:: Exercise data ::
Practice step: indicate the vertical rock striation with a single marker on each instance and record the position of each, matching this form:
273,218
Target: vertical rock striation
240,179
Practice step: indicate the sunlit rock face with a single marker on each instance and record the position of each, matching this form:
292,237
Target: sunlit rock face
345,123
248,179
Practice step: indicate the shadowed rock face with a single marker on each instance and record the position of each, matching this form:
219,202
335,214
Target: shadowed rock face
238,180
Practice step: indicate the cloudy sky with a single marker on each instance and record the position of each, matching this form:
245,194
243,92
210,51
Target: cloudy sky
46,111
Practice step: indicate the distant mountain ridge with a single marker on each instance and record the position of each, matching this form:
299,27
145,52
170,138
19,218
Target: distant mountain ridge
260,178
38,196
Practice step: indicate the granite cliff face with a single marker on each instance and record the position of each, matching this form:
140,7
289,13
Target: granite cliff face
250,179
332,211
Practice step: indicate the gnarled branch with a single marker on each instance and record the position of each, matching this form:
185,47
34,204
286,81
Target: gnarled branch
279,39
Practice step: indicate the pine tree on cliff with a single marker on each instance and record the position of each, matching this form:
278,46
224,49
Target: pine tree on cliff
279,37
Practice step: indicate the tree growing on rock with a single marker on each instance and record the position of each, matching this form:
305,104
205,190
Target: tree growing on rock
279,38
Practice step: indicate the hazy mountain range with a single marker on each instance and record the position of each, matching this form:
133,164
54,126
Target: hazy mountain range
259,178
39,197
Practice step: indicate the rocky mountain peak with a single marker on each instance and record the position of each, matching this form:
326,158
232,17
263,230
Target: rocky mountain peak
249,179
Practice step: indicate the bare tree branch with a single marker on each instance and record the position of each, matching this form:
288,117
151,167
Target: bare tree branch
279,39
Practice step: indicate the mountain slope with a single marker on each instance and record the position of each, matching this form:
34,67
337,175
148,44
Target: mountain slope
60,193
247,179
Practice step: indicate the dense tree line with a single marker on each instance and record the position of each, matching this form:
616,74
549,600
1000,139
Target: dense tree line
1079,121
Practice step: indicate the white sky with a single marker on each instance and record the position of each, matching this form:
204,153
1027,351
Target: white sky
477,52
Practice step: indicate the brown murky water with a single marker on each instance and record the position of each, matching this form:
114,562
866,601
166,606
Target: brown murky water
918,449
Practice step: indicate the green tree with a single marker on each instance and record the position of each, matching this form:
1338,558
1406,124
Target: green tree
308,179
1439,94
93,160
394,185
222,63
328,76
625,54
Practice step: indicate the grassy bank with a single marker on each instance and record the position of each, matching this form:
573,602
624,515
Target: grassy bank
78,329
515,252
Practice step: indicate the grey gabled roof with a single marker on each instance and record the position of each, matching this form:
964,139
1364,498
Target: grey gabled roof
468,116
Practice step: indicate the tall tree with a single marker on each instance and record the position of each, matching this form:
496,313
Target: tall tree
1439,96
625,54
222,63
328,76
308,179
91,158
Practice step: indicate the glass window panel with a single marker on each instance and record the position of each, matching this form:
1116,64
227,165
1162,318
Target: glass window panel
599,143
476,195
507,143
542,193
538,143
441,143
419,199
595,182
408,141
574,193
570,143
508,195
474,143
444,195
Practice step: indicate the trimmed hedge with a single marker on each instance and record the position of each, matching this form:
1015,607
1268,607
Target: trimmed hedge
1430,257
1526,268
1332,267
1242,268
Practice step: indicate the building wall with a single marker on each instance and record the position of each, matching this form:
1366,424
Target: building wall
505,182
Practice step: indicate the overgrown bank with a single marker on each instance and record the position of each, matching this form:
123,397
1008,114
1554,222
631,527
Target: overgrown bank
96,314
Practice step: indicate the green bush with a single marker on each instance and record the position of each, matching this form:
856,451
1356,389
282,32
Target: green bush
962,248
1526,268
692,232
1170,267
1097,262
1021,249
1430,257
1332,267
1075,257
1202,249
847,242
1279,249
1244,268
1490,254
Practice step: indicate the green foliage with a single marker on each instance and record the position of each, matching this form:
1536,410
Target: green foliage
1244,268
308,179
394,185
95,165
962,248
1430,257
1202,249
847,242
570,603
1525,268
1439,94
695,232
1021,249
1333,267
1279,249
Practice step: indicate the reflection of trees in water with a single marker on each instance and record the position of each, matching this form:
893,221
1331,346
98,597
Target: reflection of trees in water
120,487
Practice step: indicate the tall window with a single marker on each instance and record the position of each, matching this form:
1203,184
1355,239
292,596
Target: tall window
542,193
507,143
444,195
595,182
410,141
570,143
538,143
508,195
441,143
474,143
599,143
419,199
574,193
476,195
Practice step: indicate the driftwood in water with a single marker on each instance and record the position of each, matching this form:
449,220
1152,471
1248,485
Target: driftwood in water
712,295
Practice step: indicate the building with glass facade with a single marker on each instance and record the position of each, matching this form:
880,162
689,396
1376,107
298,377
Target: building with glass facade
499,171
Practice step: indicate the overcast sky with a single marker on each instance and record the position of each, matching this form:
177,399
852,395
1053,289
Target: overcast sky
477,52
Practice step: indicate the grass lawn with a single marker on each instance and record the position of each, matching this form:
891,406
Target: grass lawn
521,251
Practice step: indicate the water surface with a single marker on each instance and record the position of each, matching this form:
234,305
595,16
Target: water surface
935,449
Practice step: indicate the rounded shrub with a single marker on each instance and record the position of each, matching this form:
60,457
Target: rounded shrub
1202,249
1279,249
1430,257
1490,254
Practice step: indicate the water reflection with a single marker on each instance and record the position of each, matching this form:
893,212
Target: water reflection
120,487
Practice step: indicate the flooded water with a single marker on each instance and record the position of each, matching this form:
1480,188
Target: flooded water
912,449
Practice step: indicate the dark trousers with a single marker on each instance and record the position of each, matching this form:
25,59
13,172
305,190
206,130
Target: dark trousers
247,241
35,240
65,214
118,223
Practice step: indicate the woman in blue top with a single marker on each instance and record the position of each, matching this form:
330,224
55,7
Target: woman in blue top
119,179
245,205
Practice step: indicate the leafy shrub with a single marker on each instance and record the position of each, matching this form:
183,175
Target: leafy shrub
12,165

:: Try it ::
I'd like the lines above from the one with "Practice step: indicate the gnarled" up to and including the one with "Practice step: indicate the rocky" copied exactly, with no other lines.

:: Solution to this exercise ::
Practice step: indicate the gnarled branch with a single marker on each instance and record the position of each, matching this form:
185,47
34,204
286,81
Target: gnarled branch
279,39
Practice step: indicate the pine tree on cliff with a single marker on each instance and record the position of each, matching this form:
278,46
224,49
Target: pine tree on cliff
279,37
Practice step: indicate the tree growing on rock with a single marker on each instance and record the position of each, matching this form:
305,104
205,190
Target: tree growing on rock
279,38
Practice step: indicate the hazy mountain range with a single marker on each instance and record the position of each, matching this form:
133,164
54,126
Target: hazy mountain range
259,178
39,197
Practice step: indicate the rocky mountain peak with a single marker on each instance and record the position of each, matching this form:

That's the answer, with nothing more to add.